**WHAT IS ASKED:** Reproduce each of the rows below line for line, without changing a character, but leave out the pictures.

+---+

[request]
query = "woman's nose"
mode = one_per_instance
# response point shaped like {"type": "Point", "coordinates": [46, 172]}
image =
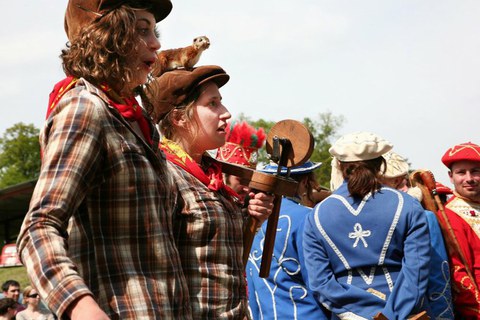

+---+

**SOLUTION BELOW:**
[request]
query = "woman's nose"
mode = one_per_instance
# response point shaped like {"type": "Point", "coordinates": [46, 172]}
image =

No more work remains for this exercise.